## [Written request]
Print the lines of the records below exactly as they appear, leaving out the pictures.

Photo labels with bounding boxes
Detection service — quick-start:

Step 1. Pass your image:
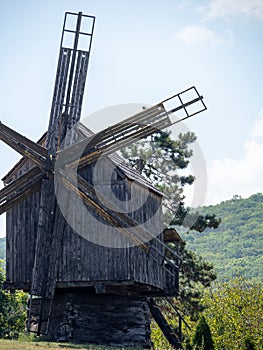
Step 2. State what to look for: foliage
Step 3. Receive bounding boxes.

[0,237,5,260]
[178,243,216,320]
[122,132,220,350]
[0,339,137,350]
[183,193,263,282]
[0,260,27,339]
[193,316,214,350]
[204,278,263,350]
[121,131,220,232]
[122,132,220,317]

## [Result of this exercise]
Detection service — quick-start:

Step 1. Pass your image:
Step 2. State what to look for: foliage
Step 3. Receive bounding boxes.

[0,237,5,260]
[178,243,216,320]
[122,132,220,350]
[0,339,137,350]
[183,193,263,282]
[0,260,27,339]
[193,316,214,350]
[204,278,263,350]
[121,131,220,232]
[122,132,220,317]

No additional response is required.